Smoking (the parents, not the kids), pacifier use, drinking from a bottle while laying on their back, pollution, allergies and even obesity are some things known to cause ear infections in children.

I don’t know about ear infections in history, but King Francis II of France died from one, as did Oscar Wilde (maybe).

What Fubaya said is what our pediatrician told us years ago. Basically the child gets a cold or some other upper respiratory ailment. The mucous becomes infected. The connection to the ear is very short and rather straight, so the mucous and the accompanying bacteria and/or viruses spread readily to the middle ear. This is assisted by the child’s sniffling, not blowing his/her nose effectively, and so on.

When my kids were of the age for it, no one in the house ever smoked, they (the children) did not take a bottle to bed, but we did have at least one cat and/or dog. One of the two does have allergy problems even now, 30 years later. We were fortunate that amoxicillin almost always worked and the earache was gone in a day. And yes, we always finished the prescription!

The incidences were quite frequent for the first few years and diminished to nothing years later.

I agree with the implied sentiment above that daycare is a lousy substitute for real parenting.

But … I wonder just how much worse daycare really is for spreading illness versus the school & pre-school we’ve had for a couple centuries now and versus the multi-generational group village living which was common for hundreds of years before the rise of the so-called “nuclear family” in the +/- 1950s.

Yes.

As noted, the eustachian tubes in children do not drain the middle ear as well as in adults.

The kid has an ear ache until it resolves on its own. Depending on the kid and the severity, this might mean no one in the household sleeps until it resolves on its own.

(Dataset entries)

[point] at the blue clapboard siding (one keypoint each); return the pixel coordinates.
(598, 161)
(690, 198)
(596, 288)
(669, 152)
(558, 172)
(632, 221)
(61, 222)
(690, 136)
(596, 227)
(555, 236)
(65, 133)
* * *
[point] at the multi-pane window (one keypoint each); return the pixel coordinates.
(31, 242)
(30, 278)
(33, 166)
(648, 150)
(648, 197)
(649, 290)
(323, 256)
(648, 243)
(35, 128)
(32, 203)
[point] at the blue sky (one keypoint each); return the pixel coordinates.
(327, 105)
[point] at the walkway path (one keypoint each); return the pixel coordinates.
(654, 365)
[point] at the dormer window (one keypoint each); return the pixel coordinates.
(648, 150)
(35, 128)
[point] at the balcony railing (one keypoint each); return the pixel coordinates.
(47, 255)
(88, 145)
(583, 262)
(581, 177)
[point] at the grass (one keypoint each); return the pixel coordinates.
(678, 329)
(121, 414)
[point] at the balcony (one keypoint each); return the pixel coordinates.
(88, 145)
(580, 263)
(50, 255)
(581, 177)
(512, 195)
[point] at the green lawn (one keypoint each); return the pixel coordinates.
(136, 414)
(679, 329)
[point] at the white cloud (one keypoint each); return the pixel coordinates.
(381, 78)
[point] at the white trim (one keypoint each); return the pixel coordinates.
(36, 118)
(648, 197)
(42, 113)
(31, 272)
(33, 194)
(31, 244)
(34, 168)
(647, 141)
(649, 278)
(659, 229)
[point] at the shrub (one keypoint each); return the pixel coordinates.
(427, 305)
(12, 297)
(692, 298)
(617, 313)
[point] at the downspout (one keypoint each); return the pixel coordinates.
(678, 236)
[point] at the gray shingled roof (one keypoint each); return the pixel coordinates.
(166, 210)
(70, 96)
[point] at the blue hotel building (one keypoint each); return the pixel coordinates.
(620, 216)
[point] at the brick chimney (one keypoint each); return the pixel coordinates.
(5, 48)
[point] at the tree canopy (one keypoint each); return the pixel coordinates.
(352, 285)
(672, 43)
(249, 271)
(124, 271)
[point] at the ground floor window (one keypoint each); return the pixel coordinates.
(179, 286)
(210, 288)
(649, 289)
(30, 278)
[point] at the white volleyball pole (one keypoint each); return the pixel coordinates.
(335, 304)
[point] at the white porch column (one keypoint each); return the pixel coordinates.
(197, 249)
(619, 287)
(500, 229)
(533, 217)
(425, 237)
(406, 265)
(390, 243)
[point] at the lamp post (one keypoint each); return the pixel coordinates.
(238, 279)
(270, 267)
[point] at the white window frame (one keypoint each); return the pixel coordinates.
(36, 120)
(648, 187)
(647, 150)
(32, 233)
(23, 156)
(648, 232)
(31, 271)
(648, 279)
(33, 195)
---
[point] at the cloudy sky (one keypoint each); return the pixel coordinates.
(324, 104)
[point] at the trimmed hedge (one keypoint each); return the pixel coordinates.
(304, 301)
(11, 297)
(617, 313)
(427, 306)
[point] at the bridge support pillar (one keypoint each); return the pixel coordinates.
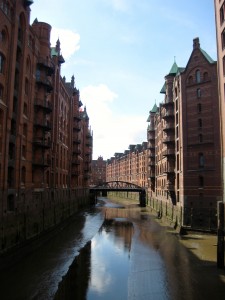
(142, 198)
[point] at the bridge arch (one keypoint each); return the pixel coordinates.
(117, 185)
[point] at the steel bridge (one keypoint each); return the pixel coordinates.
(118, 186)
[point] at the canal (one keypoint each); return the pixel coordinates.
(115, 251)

## Assigned task 1
Answer these from the ear infection discussion:
(a) Which king, named in the discussion, died from an ear infection?
(b) Which medicine almost always cleared up the earache in a day for one poster's children?
(c) What, according to the discussion, do the eustachian tubes in children do less well than in adults?
## Assigned task 2
Continue the ear infection discussion from its last sentence.

## Final answer 1
(a) King Francis II of France
(b) Amoxicillin
(c) Drain the middle ear

## Final answer 2
Earaches don’t really spread to others, but the triggering infections (colds, viruses, bacteria, etc.) certainly can. Untreated, if enough pus/pressure builds up it can potentially rupture the ear drum, after which all the nastiness will drain out of the ear. Sometimes the ear drum will heal up from that and still be useful for hearing. Sometimes it can really mess up the ear drum and hearing. If infection damages other structures in the middle ear it can cause deafness.

In rare instances, if the infection ate away the bone of the skull and infected the brain, or sepsis occurred, it could cause death but I expect that was all pretty rare.

Yes.

Yes, but compared to some disease that were more common back then, like measles, polio, typhoid, cholera, smallpox, dysentery, and Og knows what else a bad ear ache wasn’t seen as nearly as important as one of the bigger killers

Sometimes it seems to run in families, I had recurring ear infections as did my brother. My dad had some operation when he was 6 or 7 that did something to the mastoid area on both sides, we used to have a picture of him with bandages behind the ears sort of earmuff style.

this is about where the bandages would have covered, no idea what the operation actually was

spoiler for picture of a surgical site, some people are squeamish. He had recurring ear infections when young as well.

Moderator note—

LSLGuy–Your first sentence above could have been worded better. I’m sure you really didn’t mean that daycare is a lousy substitute for “real” parenting. If you did, it didn’t need to be injected into this GQ thread.

No big thing, not a warning, just a side note.

samclem Moderator

I breast fed my kid for 6 months and he only had one ear infection his entire life.

I breastfed mine for 15 and he has had myriad infections and two sets of tubes.

From what my pediatrician told me, the most common underlying cause is simply anatomy. Some kids get 'em with every case of the sniffles, some don’t.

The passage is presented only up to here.